-- START DATA FOR THIS TASK --

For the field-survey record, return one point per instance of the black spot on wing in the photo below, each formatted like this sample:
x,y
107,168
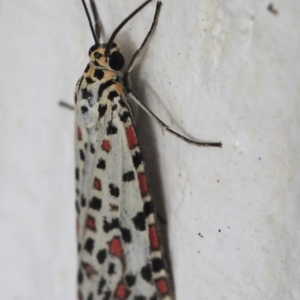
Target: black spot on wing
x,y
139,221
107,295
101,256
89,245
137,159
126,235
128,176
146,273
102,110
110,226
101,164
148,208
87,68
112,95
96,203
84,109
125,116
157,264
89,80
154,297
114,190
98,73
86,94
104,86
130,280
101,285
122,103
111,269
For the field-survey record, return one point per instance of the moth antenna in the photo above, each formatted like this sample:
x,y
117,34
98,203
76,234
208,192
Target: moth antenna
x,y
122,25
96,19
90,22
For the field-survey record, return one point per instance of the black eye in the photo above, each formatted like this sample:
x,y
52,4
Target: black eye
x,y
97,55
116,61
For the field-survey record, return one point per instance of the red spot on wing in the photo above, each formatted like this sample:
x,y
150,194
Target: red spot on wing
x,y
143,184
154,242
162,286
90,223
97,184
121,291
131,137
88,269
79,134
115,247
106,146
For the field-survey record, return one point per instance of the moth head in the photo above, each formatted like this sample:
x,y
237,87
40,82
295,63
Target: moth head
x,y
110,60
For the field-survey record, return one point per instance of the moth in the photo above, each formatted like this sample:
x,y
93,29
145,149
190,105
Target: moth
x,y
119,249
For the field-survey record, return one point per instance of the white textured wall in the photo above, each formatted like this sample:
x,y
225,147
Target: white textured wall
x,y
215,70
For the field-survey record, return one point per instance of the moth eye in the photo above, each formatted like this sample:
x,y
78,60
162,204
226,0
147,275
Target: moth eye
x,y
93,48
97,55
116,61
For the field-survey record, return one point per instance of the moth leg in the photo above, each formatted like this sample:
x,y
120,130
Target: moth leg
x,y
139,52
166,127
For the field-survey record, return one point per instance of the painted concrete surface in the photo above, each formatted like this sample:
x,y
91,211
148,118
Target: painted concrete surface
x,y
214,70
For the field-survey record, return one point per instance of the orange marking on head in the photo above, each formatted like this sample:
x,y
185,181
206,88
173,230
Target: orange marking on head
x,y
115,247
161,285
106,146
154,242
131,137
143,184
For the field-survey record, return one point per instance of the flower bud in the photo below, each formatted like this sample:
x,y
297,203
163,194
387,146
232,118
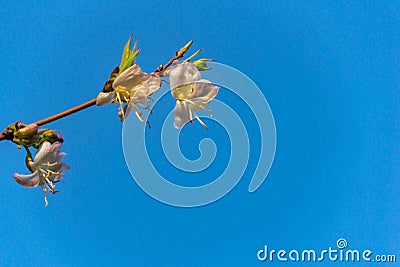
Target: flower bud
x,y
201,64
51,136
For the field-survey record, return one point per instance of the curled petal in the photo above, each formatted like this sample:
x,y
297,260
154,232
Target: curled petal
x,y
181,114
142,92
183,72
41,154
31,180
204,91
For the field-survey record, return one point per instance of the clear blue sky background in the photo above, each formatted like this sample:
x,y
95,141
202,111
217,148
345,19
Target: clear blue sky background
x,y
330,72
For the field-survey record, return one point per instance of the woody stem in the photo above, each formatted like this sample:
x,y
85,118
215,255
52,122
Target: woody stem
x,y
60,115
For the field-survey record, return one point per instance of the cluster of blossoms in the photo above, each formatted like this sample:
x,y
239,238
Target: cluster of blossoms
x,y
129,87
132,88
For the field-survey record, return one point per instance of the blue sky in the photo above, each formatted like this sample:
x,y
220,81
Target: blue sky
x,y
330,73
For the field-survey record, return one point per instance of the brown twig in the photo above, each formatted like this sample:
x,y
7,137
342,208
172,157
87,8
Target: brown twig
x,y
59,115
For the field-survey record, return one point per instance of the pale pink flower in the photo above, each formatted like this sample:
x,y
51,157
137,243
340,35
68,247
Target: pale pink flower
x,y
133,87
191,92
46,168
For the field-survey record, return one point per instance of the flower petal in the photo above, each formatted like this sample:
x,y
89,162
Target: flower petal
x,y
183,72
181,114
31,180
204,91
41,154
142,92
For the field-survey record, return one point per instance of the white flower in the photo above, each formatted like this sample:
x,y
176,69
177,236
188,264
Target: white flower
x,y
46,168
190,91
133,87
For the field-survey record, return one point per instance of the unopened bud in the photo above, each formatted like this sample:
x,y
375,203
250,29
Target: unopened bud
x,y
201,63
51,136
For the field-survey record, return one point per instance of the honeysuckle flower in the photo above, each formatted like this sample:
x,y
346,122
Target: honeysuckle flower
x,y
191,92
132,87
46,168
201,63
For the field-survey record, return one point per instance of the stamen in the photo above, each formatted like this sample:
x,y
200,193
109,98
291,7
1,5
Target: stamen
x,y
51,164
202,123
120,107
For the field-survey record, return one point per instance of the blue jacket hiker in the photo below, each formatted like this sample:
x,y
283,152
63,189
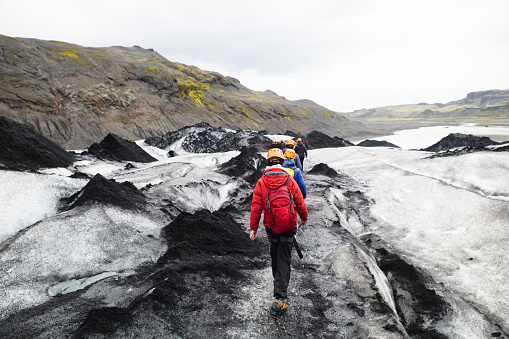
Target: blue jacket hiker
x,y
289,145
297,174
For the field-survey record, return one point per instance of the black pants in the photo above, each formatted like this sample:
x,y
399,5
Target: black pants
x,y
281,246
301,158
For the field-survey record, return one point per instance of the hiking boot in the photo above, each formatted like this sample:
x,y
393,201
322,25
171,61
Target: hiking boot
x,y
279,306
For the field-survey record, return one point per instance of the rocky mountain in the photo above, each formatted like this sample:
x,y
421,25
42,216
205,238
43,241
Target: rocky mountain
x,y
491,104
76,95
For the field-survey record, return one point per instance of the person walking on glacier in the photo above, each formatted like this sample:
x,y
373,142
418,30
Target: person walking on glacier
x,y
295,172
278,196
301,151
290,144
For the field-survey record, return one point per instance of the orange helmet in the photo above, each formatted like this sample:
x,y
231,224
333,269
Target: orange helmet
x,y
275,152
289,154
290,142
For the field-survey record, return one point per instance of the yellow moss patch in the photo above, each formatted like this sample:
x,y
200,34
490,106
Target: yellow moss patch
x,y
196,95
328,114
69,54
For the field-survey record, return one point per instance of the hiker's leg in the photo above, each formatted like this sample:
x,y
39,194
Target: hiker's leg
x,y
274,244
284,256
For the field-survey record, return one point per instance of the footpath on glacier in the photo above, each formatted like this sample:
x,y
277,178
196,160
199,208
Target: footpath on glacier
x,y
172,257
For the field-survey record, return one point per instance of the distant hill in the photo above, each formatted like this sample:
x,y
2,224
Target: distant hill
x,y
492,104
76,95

-- END DATA FOR THIS TASK --

:: PROBLEM DETAILS ::
All the material shown above is to be copied exactly, with no pictures carried over.

:: PROBLEM SOLUTION ::
For the field-survey record, return one point per instance of the black spot on wing in the photo below, each formatted like this sample:
x,y
107,168
Target: black spot on wing
x,y
139,221
107,295
101,256
89,245
137,159
126,235
128,176
146,273
102,110
110,226
101,164
148,208
87,68
112,95
96,203
84,109
125,116
157,264
89,80
154,297
114,190
98,73
86,94
104,86
130,280
101,285
122,103
111,269
For the field-survey record, return one point per instance of the moth antenna in the photo above, each formatted like this sample:
x,y
117,34
98,203
76,234
208,192
Target: moth antenna
x,y
122,25
96,19
90,22
For the field-survey record, return one point per instance of the black eye in the photo above, each formatted like this sample:
x,y
52,4
Target: black eye
x,y
97,55
116,61
For the field-survey record, return one point per instance of the red spot on wing in the photo above, each formatted like this sample:
x,y
150,194
Target: red spot on wing
x,y
143,184
154,242
162,286
90,223
97,184
121,291
131,137
88,269
79,134
115,247
106,146
For the field-survey record, return one point per instance of the moth head in the photo above, each formatted like this sample:
x,y
237,87
40,82
295,63
Target: moth head
x,y
110,60
For the field-survey record, return one point per instance of the moth in the photo above, each formatted like this sample:
x,y
93,29
145,149
190,105
Target: moth
x,y
119,249
For the field-survey record, return one point per instance of the white textured wall in the photo above, each formatted like this sample:
x,y
225,147
Target: white textured wall
x,y
215,70
For the field-survey record, return one point per instance of the moth eye in the photo above, each formatted like this sample:
x,y
78,60
162,204
226,0
147,275
Target: moth eye
x,y
93,48
97,55
116,61
For the field-survey record, return one point per instance of the moth leg in the photo above, each formatted like this sample:
x,y
120,130
Target: moth leg
x,y
139,52
166,127
For the field-survey record, return one point per instance of the painted concrete surface in the photo above, each formatted like this sample:
x,y
91,211
148,118
Target: painted concrete surface
x,y
214,70
For the field-survey record, return one point per instance of the orange marking on head in the photo above, each formatted like this sample:
x,y
185,181
206,88
173,230
Target: orange marking on head
x,y
115,247
161,285
106,146
154,242
131,137
143,184
For the field-survey record, return one point per instance of the flower bud in the photo below, each formatted like this sample:
x,y
297,203
163,194
387,146
232,118
Target: flower bud
x,y
201,64
51,136
For the field-survey record, return one point per instance of the curled petal in the photo above, each formatted like this sample:
x,y
297,260
154,232
Target: curled petal
x,y
181,114
142,92
183,72
41,154
31,180
204,91
For the field-survey record, return one point per instance of the clear blue sky background in the photo above, each formatted like this sample:
x,y
95,141
202,111
217,148
345,19
Target: clear blue sky background
x,y
330,72
For the field-survey record, return one point per instance of the woody stem in the photo above, each formatted like this sample:
x,y
85,118
215,255
52,122
Target: woody stem
x,y
60,115
For the field-survey record, return one point per instance of the cluster of blossoms in the photo above, each formatted like this sample:
x,y
239,238
Target: cluster of blossoms
x,y
129,87
132,88
For the field-survey record, return one point per instance of the blue sky in the photo above, each formatted like this sample:
x,y
220,81
Target: blue sky
x,y
330,73
For the field-survey record, return one point per instance of the brown twig in the photo above, each formatted like this sample:
x,y
7,137
342,208
172,157
87,8
Target: brown twig
x,y
59,115
For the field-survey record, return one point per instance of the pale pink flower in the photo above, each formatted like this sample:
x,y
51,157
137,243
340,35
68,247
Target: pale pink flower
x,y
133,87
191,92
46,168
For the field-survey record, return one point per instance of the flower petal in the photo above, each formatted like this sample:
x,y
89,162
Target: flower petal
x,y
183,72
181,114
31,180
204,91
41,154
142,92
For the field-survey record, return one point per instance of the white flower in the photo above, each formatted like this sample:
x,y
176,69
177,236
188,264
Target: white flower
x,y
46,168
190,91
133,87
For the field-survey record, return one point per instance of the unopened bud in the photo above, each formatted like this sample:
x,y
375,203
250,29
Target: unopened bud
x,y
201,63
51,136
For the field-survey record, return one point per instance of the honeysuckle flower in the photo above, each formatted like this sample:
x,y
346,122
Target: honeysuckle flower
x,y
191,92
132,87
46,168
201,63
For the field-survey record, return one point per instance of the stamen in the photo above, each formatted like this sample:
x,y
200,193
109,98
291,7
1,5
Target: stamen
x,y
51,164
202,123
120,107
For the field-survey record, return one point per instance of the blue jacket hiker in the photo below, each formatted like this sample:
x,y
283,152
63,189
Target: blue jacket hiker
x,y
289,145
297,174
For the field-survey record, return one point per instance of the black pants in the photo above, each formatted like this sample:
x,y
399,5
Target: black pants
x,y
281,246
301,158
For the field-survey record, return one point per instance of the hiking boot in the photo above, each formatted like this sample:
x,y
393,201
322,25
171,61
Target: hiking boot
x,y
279,306
For the field-survey record, return one point per instance of the rocky mountain in the photo above, each formatted like this sample:
x,y
421,25
42,216
205,238
43,241
Target: rocky mountain
x,y
491,104
76,95
For the field-survey record, return one point per instance of the person walking on glacier in the photo above, each formatted like this sample:
x,y
373,142
418,30
Target: person walking on glacier
x,y
295,172
278,196
301,151
290,144
For the field-survey record, return one point per instance of the orange helmet in the photo above, each formatted like this sample:
x,y
231,224
333,269
Target: orange helmet
x,y
275,152
289,154
290,142
For the field-survey record, return one point per instance of the yellow moss patch in the photo above, each formatted like this sample:
x,y
200,34
490,106
Target: yellow moss patch
x,y
196,95
328,114
69,54
For the field-survey record, return one point per instance of the hiker's leg in the photo above, each formatted like this sample:
x,y
39,194
Target: hiker's leg
x,y
274,244
284,256
For the field-survey record, return one point per instance of the footpath on glacier in the photo above, each formatted like this sample:
x,y
277,178
196,160
199,208
Target: footpath on glacier
x,y
172,257
For the field-survey record, return one point per instance of the distant hill in the photo above, each formatted like this sample:
x,y
2,224
Target: distant hill
x,y
492,104
76,95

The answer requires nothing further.